What this task involves: Convert every line of the records below into a JSON list of strings, one string per line, with blank lines omitted. Leave the picture out of the list.

Stored records:
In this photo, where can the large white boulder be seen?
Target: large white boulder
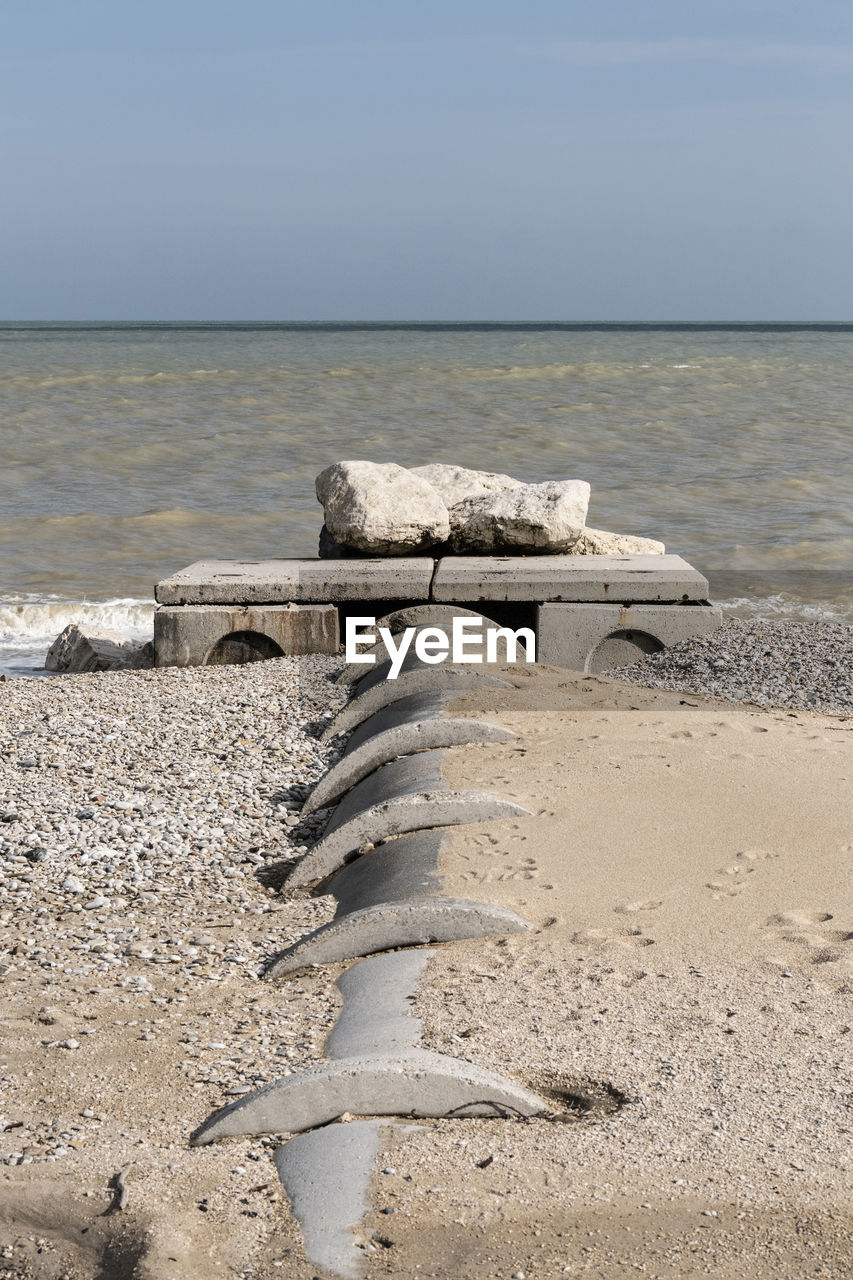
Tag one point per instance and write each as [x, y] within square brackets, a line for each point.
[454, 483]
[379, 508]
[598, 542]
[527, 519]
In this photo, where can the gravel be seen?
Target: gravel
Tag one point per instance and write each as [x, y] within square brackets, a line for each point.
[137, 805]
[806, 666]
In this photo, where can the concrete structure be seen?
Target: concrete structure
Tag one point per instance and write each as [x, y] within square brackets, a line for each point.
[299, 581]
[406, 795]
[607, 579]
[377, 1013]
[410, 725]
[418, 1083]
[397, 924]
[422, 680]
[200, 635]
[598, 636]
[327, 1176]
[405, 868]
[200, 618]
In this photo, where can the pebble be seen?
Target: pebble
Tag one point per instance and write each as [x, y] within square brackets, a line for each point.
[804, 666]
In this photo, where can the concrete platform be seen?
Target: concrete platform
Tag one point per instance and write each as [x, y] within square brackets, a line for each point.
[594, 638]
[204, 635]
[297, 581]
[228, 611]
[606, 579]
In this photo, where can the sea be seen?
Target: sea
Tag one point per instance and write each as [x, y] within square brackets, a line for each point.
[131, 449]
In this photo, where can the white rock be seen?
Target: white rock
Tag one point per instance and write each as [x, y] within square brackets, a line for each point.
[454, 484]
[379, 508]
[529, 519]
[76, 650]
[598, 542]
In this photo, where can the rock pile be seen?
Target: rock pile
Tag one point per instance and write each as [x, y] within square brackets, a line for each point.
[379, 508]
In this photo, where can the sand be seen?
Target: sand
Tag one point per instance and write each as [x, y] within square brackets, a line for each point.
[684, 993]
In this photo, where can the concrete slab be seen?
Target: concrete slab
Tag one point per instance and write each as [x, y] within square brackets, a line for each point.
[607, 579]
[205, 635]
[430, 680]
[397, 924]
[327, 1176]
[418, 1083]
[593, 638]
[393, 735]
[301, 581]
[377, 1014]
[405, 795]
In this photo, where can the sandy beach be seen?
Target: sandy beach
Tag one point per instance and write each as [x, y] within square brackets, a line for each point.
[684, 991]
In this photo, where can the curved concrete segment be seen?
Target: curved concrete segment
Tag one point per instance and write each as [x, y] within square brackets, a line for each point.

Answer for the task:
[
  "In this photo, where can the large white boulder be seen?",
  "Target: large white boulder",
  "Tag one point per instance and write each as [x, y] within square brackets, a line for each point.",
  "[454, 483]",
  "[379, 508]",
  "[598, 542]",
  "[527, 519]",
  "In this photo, where can the gravel be seen?",
  "Target: gravel",
  "Tag one point per instance and write each as [x, y] within square brackets, a line for each point.",
  "[137, 805]",
  "[806, 666]",
  "In this photo, where can the concrete structure be seen?",
  "Target: concrete structure",
  "Tag one point per instance and write each as [x, y] within square brackets, a line for each point.",
  "[299, 581]",
  "[406, 795]",
  "[607, 579]",
  "[377, 1013]",
  "[410, 725]",
  "[418, 1083]",
  "[397, 924]",
  "[422, 680]",
  "[200, 635]",
  "[598, 636]",
  "[327, 1176]",
  "[405, 868]",
  "[200, 618]",
  "In this photo, where can the pebble be seen?",
  "Target: pebble",
  "Tag one point per instance and write each as [x, y] within square brackets, a line for each point.",
  "[804, 666]",
  "In this photo, where can the concrete platform be seen?",
  "Target: concrete platform",
  "Tag one point per instance and write each as [x, y] within square brackets, a line for each point.",
  "[594, 638]",
  "[204, 635]",
  "[297, 581]",
  "[228, 611]",
  "[606, 579]",
  "In this photo, where can the sea be seen?",
  "Target: sea",
  "Tag one point per instance and write each as [x, y] within square brackets, a line for each point.",
  "[131, 449]",
  "In this photo, where can the white rock be seen?",
  "Target: white rock",
  "Tag one point per instance and write each as [x, y] within square brackets, a line for each point.",
  "[454, 484]",
  "[379, 508]",
  "[529, 519]",
  "[76, 650]",
  "[598, 542]",
  "In this photo, where can the rock pile be seen?",
  "Target: rock pile",
  "Tag one point per instance and write each as [x, y] within square brackets, a line for each point.",
  "[379, 508]",
  "In this photo, where can the sand be seen?",
  "Target: sand",
  "Tag one point per instance and write each as [x, y] within square brackets, a line for each point.",
  "[684, 993]",
  "In this photo, where can the concrete slab be seen?",
  "Target: concrete slab",
  "Tag one point per instance and write each as [x, y] within square brackets, a line for each point.",
  "[607, 579]",
  "[205, 635]",
  "[430, 680]",
  "[397, 924]",
  "[327, 1176]",
  "[418, 1083]",
  "[593, 638]",
  "[393, 735]",
  "[301, 581]",
  "[377, 1014]",
  "[405, 795]",
  "In this photo, where can the sandy beach be seen?",
  "Target: sandy beach",
  "Tag one point per instance and write each as [x, y] within square brackets, a line for each point.",
  "[684, 991]",
  "In this photo, where can the curved concrete segment be seen?",
  "Target: curved concrete segment",
  "Tag one point per instance and write each as [x, y] within square brackets, a line for each point."
]